(Objetivo proposto 1)
No texto sobre o documentário, quanto a dupla precisa arrecadar no Catarse e até que dia?
(Objetivo proposto 2)
No texto sobre o documentário, a fala que começa com "A gente começou a ver" cita sinais de que a história estava se repetindo. Liste todos eles.

Em pouco tempo, o livro se tornou o mais vendido, mesmo tendo sido lançado sem estardalhaços e ainda sob o temor de represálias. Ana, que faz doutorado a respeito do assunto, percebeu que poucas pessoas conheciam essa história e, por isso, em junho do ano passado, em meio às manifestações que balançaram o país, teve a ideia do documentário.

“A gente começou a ver o tipo de ação da polícia, o tipo de criminalização dos movimentos sociais, o tipo de desmerecimento em parte da mídia e notar que a história estava se repetindo”, afirma. Por isso, o documentário não ficará só na história e deve ouvir pessoas que lutam, hoje, por democracia plena e justiça.

“A história é linda. Mas a gente achou que tem que trazer para hoje também. E mostrar o que isso tem a ver com a gente. Tem tudo a ver. Se a gente não discutir, isso vai se perpetuar eternamente”, afirma. “Um dos nossos entrevistados disse que a gente chegou à democracia sem passar pela Revolução Francesa. Não mudou a mentalidade da população.”

Em nove meses, os jornalistas entrevistaram dez pessoas e devem ouvir mais 15 até setembro. Os idealizadores querem entregar a história para o público no ano que vem. “Estávamos fazendo por nossa conta, mas agora acabou o dinheiro. Queremos fazer uma coisa profissional, para as pessoas verem mesmo, uma coisa legal. E para isso a gente precisa de equipamentos melhores de áudio, trabalhar na finalização. E por isso resolvermos fazer o financiamento coletivo”, explica.

A dupla está usando o site Catarse  e precisa arrecadar R$ 20 mil até o dia 11 de abril. Caso falte um centavo, a campanha é considerada malsucedida e, o dinheiro, devolvido a quem contribuiu. É possível colaborar com valores entre R$ 25 e R$ 1.000. A contrapartida é a inclusão dos doadores nos créditos do filme, além de brindes.

(Material fornecido)
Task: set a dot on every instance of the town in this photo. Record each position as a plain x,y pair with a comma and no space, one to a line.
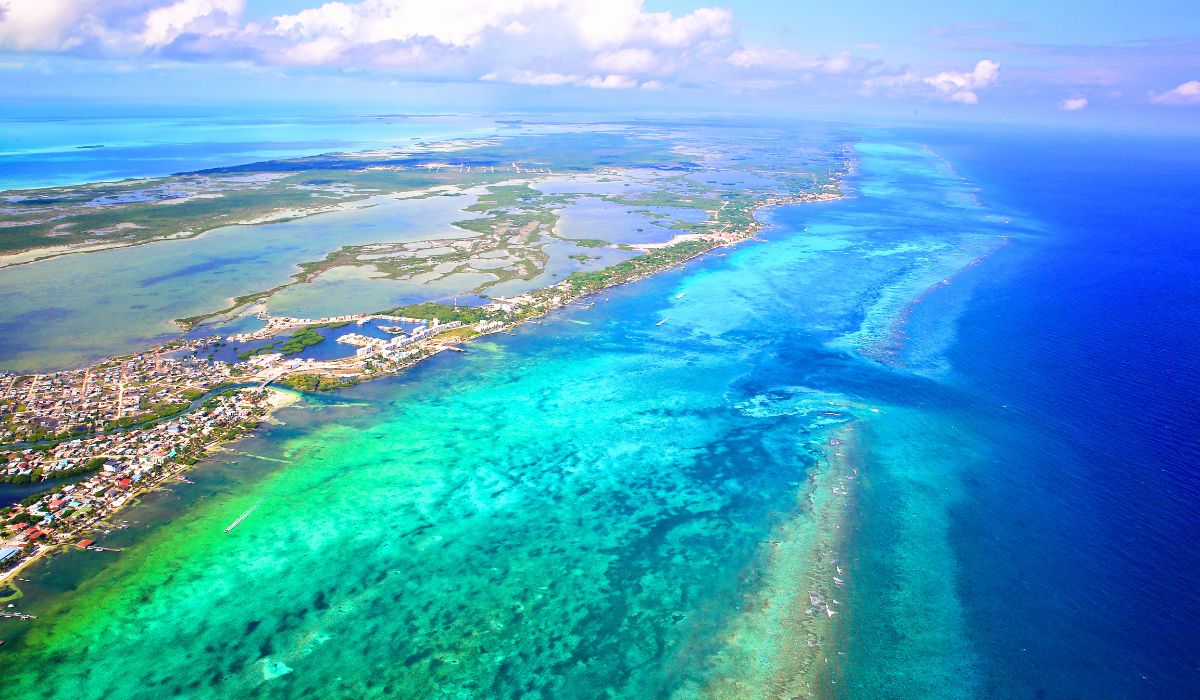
126,425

(Resposta completa 1)
R$ 20 mil até o dia 11 de abril.

(Resposta completa 2)
- o tipo de ação da polícia
- o tipo de criminalização dos movimentos sociais
- o tipo de desmerecimento em parte da mídia